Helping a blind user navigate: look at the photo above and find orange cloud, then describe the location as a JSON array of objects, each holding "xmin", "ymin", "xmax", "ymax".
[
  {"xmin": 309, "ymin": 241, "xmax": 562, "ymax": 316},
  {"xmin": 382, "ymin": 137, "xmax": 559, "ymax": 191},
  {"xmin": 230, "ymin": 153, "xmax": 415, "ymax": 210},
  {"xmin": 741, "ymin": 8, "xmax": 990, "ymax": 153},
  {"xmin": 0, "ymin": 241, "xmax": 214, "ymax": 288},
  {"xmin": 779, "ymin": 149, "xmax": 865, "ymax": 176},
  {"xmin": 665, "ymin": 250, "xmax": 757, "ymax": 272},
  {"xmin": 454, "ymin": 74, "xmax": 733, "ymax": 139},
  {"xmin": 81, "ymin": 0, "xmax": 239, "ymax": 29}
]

┄┄┄┄┄┄┄┄┄┄┄┄┄┄┄┄┄┄┄┄

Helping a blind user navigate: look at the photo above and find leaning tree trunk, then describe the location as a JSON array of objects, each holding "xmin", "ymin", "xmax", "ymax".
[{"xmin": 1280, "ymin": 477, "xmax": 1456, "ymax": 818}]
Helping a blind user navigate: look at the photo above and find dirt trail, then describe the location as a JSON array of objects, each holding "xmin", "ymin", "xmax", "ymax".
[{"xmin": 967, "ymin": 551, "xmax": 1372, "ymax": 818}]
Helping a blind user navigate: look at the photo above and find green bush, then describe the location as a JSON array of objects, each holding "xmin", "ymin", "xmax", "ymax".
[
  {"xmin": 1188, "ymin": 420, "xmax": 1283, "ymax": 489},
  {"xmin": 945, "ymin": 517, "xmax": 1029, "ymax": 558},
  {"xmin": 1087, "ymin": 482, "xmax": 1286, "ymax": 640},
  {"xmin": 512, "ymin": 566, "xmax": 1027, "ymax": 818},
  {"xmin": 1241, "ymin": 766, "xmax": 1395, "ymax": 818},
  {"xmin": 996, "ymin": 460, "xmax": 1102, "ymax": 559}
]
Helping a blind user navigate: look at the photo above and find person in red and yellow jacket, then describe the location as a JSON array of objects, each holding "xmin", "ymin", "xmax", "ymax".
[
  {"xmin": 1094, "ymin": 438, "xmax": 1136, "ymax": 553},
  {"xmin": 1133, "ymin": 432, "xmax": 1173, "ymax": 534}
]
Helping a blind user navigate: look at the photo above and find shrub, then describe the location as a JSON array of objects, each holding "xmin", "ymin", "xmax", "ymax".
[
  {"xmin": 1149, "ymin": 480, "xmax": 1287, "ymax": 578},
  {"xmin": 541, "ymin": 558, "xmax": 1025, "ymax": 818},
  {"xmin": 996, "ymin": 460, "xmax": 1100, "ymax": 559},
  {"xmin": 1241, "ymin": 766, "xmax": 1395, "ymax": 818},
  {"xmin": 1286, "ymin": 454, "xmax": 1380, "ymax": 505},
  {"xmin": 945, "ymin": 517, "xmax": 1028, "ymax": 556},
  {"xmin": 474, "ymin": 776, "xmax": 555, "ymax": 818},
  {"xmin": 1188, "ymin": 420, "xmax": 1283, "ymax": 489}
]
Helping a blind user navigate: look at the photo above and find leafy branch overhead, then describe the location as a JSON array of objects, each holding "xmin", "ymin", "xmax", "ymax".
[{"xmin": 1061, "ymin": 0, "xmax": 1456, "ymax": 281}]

┄┄┄┄┄┄┄┄┄┄┄┄┄┄┄┄┄┄┄┄

EXERCISE DETAILS
Collect every line in the entries above that contains the word "array" and copy each such line in full. Treat the match as case-sensitive.

OUTPUT OF THE EXERCISE
Helping a blind user navigate: look at the photo above and find orange cloud, then describe the location as a JSON array of objects, each holding "xmin", "ymin", "xmax", "ymax".
Helping a blind user navigate: look at the photo above and find leaning tree trunk, then describe the location as a JSON array of objects, each holding "xmin", "ymin", "xmax", "ymax".
Helping a blind user navigate: look at the photo above and find dirt trail, then describe the location as a JSON array of objects, each holding "xmin", "ymin", "xmax", "ymax".
Helping a blind user navigate: look at the photo above and find green bush, then describe the location as a JSON array of objects, each holding "xmin", "ymin", "xmax", "ymax".
Helping a blind user navigate: look at the photo above and find person in red and yellow jacket, then describe the location as a JSON array of objects, each holding "xmin", "ymin", "xmax", "ymax".
Helping a blind user navigate: look at the photo above and find shrub, then describe the location as a JSON array of objects, each holding "xmin", "ymin", "xmax", "ymax".
Helping a blind user navigate: look at the photo above and find leafy branch overhead, then describe the location as a JSON array of objects, each holding "xmin", "ymin", "xmax", "ymax".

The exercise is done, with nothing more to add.